• Excerto do texto:

▬▬▬

Para o pessoal, sem evicção.
l) Tinha. - Para os atingidos, exceptuadas as micoses dos pés e das unhas, até à cura.
Para os alunos e pessoal coabitantes, sem evicção.
m) Tosse convulsa. - Para os atingidos, três semanas de evicção após o início da doença.
Para os alunos coabitantes: 1) Se já sofreram de tosse convulsa, ou se estão correctamente vacinados e fizeram um reforço vacinai recente, sem evicção; 2) Para os outros, duas semanas a partir do último contacto.
Para o pessoal coabitante, sem evicção.
n) Tracoma. - Para os atingidos, enquanto apresentarem lesões agudas.
Para os alunos e pessoal coabitante, sem evicção.
o) Trasorelho. - Para os atingidos, até ao desaparecimento da tumefacção das glândulas salivares, em regra, nove dias.
Para os alunos e pessoal coabitantes, sem evicção.
p) Tuberculose. - Para os atingidos com formas comprovadamente contagiantes, até ao desaparecimento da contagiosidade. Em todas as demais formas da doença, vigilância.
Para os alunos e pessoal coabitantes, sem evicção.
q) Varicela. - Para os atingidos, até à cura, habitualmente uma semana após o começo da erupção, e com queda das crostas.
Para o pessoal coabitante, sem evicção.

▬▬▬

Dados de localização com um ponto por instância
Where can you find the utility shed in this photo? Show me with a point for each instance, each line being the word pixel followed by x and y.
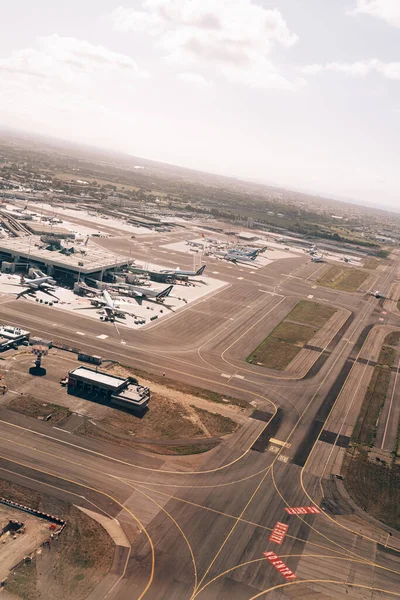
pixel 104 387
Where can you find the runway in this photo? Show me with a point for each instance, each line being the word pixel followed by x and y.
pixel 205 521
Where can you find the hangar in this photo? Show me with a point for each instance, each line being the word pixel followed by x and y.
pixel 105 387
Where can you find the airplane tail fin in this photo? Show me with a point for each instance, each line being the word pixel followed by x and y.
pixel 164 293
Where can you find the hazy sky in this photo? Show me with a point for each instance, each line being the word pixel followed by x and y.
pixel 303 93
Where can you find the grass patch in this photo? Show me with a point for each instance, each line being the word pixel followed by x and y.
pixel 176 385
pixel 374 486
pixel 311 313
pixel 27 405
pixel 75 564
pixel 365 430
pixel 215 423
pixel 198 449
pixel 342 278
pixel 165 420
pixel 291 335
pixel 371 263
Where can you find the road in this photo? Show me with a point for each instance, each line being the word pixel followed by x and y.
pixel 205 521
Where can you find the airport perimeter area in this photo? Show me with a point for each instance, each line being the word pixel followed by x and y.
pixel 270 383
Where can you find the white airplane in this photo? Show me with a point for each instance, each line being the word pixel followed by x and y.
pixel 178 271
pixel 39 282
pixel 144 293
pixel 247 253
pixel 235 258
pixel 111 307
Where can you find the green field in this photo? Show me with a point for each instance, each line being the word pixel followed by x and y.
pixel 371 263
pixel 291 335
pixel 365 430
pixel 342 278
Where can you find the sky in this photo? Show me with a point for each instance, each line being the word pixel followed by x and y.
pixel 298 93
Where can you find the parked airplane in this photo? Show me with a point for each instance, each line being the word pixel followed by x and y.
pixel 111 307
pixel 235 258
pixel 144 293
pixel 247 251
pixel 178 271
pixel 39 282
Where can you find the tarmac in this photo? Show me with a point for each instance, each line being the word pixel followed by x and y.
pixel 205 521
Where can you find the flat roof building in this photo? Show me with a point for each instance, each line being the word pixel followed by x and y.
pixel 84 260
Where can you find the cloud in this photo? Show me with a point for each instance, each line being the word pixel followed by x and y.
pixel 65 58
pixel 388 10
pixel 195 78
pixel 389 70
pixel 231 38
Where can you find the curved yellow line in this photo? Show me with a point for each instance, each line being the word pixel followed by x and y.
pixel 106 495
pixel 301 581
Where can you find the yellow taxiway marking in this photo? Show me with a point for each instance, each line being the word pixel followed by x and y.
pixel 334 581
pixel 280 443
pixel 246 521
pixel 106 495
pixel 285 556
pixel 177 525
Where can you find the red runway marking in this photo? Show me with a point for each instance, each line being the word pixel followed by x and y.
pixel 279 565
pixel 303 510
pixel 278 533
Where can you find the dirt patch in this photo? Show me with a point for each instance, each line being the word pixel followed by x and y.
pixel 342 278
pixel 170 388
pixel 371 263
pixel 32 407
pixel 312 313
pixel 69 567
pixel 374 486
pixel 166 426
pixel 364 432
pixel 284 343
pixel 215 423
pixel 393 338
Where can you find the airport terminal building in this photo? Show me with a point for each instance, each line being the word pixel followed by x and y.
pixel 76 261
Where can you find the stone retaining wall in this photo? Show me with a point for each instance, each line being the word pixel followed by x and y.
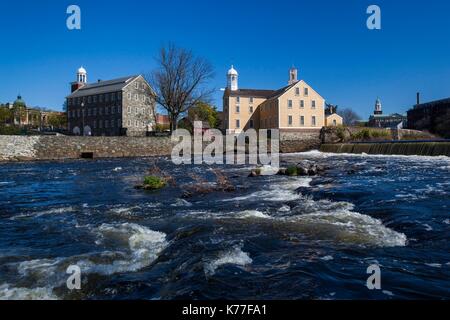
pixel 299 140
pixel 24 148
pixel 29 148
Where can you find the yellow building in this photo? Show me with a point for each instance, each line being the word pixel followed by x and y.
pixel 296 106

▬▬▬

• Perguntas a responder:
1 - Segundo o excerto sobre a evicção escolar, quanto tempo dura a evicção dos atingidos por tosse convulsa?
2 - Resuma em duas frases o excerto sobre a evicção escolar.
3 - Enumere todas as doenças que têm uma alínea própria no excerto sobre a evicção escolar.

• Resultados do exercício:
1 - Três semanas após o início da doença.

2 - O excerto fixa, para cada doença, o período de evicção dos atingidos, por exemplo até à cura, enquanto houver lesões agudas, até ao fim da contagiosidade ou durante três semanas. Para alunos e pessoal coabitantes, em regra não há evicção, salvo os alunos coabitantes de casos de tosse convulsa que não tenham sofrido da doença nem estejam corretamente vacinados com reforço recente, afastados duas semanas a partir do último contacto.

3 - Tinha, tosse convulsa, tracoma, trasorelho, tuberculose e varicela.